++++ Page text

Santa Fe New Mexican

After the chase, some less-than-thrilled treasure seekers on hunt for closure

With Fenn refusing to disclose location where chest was hidden, found, many who thought they had solved riddle have unanswered questions

- By Scott Wyland swyland@sfnewmexic­an.com

Where Forrest Fenn’s treasure lay buried for 10 years remains a mystery almost a month after it was reportedly unearthed.

To some, this glaring gap in the denouement would be like a fictional detective declaring a murder solved without identifyin­g the killer.

It tantalizes, angers and has even spurred a recent lawsuit.

Fenn, an eccentric 89-year-old art dealer and Vietnam War veteran, has refused to divulge the finder’s name or where in the Rocky Mountains he had stashed the 20-pound trove purportedl­y worth as much as $2 million.

Frustrated fortune seekers care far more about the location than the finder, who Fenn says is from “back East.”

++++++++
++++ Data section

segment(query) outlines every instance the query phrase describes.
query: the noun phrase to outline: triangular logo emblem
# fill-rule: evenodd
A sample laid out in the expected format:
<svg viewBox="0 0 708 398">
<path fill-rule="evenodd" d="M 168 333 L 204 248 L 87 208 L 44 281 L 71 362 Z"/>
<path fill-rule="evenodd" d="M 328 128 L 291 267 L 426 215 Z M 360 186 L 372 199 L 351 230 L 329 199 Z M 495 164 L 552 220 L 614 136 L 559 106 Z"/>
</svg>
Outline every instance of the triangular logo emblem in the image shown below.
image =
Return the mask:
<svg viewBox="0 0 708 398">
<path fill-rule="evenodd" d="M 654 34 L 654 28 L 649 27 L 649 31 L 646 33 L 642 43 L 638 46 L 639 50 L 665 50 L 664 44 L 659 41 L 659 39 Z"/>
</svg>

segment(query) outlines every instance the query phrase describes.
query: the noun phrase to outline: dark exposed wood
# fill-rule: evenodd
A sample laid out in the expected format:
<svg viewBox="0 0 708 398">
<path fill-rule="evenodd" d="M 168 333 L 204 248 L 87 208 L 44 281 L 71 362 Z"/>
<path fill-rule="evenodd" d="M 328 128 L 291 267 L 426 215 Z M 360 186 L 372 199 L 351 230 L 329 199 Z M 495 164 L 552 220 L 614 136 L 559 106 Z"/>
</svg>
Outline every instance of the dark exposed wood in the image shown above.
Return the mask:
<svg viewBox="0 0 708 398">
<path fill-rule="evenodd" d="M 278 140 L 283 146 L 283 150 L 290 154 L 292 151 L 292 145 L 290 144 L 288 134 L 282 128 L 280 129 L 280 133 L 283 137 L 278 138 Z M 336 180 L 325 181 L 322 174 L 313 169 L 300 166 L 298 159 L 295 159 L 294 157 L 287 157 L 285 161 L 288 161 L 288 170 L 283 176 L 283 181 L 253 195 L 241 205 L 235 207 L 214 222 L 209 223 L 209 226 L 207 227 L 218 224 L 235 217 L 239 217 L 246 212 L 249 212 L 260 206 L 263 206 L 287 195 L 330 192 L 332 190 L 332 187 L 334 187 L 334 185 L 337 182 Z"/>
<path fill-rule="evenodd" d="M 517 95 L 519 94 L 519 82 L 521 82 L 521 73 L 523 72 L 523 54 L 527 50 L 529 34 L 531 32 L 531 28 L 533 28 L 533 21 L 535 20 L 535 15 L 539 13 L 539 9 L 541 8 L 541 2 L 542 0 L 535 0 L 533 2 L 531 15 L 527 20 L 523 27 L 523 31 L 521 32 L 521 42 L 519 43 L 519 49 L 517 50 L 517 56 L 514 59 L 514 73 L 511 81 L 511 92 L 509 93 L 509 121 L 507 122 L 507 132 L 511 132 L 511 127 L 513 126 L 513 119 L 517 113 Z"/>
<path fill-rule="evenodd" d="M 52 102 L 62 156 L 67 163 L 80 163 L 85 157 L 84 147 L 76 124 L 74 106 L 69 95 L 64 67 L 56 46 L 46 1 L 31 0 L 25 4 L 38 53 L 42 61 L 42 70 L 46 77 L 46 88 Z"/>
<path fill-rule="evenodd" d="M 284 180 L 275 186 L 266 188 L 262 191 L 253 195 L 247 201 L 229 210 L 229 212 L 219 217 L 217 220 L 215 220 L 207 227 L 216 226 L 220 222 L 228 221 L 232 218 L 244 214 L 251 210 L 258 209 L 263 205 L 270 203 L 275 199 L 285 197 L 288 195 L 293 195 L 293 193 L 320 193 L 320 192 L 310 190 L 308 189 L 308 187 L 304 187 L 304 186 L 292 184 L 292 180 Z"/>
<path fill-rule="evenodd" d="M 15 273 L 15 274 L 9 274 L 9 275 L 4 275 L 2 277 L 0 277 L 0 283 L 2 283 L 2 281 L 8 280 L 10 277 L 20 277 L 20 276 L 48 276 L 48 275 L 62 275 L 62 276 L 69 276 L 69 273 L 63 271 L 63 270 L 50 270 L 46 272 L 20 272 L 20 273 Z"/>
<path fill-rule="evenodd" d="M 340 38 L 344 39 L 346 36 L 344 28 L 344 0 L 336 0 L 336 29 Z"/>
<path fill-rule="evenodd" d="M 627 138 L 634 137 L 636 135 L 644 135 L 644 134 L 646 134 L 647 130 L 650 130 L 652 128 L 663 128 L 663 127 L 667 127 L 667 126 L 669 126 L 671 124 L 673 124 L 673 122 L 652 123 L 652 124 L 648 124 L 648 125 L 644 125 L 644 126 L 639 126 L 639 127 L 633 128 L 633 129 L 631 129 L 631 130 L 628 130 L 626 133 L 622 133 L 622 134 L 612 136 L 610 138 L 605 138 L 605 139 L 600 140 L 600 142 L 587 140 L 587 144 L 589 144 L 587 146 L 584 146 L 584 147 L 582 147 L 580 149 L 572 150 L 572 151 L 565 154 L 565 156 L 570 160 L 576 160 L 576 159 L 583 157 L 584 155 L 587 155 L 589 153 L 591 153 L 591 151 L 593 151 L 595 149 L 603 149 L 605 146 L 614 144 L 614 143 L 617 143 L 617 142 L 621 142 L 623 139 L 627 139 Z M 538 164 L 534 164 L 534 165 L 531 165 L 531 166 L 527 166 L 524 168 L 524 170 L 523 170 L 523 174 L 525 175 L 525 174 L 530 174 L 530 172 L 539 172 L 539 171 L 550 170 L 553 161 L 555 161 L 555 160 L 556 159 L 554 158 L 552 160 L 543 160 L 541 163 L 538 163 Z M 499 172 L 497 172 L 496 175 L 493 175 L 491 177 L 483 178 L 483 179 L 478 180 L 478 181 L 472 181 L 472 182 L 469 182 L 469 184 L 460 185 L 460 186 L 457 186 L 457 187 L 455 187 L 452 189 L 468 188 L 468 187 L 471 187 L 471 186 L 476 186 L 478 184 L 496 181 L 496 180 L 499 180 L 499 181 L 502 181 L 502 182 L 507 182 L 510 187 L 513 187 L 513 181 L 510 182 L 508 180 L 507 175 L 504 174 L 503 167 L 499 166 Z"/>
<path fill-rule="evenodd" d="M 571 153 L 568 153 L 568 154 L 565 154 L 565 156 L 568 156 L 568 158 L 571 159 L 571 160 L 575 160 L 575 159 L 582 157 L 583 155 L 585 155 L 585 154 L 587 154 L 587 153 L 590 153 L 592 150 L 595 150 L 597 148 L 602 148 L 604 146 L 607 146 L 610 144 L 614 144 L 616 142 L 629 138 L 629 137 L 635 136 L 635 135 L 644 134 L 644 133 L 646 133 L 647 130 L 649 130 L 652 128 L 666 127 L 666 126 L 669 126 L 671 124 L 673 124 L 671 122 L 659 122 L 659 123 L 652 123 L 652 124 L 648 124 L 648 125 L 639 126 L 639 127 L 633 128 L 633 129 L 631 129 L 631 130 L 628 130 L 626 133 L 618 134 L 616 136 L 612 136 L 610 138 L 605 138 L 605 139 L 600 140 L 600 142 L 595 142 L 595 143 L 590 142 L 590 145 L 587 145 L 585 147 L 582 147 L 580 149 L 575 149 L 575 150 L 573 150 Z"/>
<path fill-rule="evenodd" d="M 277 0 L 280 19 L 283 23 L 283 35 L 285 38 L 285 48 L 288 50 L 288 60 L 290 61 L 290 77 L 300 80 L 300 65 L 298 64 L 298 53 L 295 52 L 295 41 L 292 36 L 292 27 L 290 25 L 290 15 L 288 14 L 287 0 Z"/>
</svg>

++++++++

**What is asked**
Summarize the article on Forrest Fenn's treasure in two sentences. The items that come after the article are separate material and have no connection to it.

**Solution below**
Almost a month after Forrest Fenn's treasure was reportedly unearthed, where it lay buried for 10 years remains a mystery that tantalizes and angers people and has even spurred a recent lawsuit. Fenn, an eccentric 89-year-old art dealer, refuses to name the finder or say where in the Rocky Mountains he hid the chest, and frustrated fortune seekers care far more about the location than about the finder.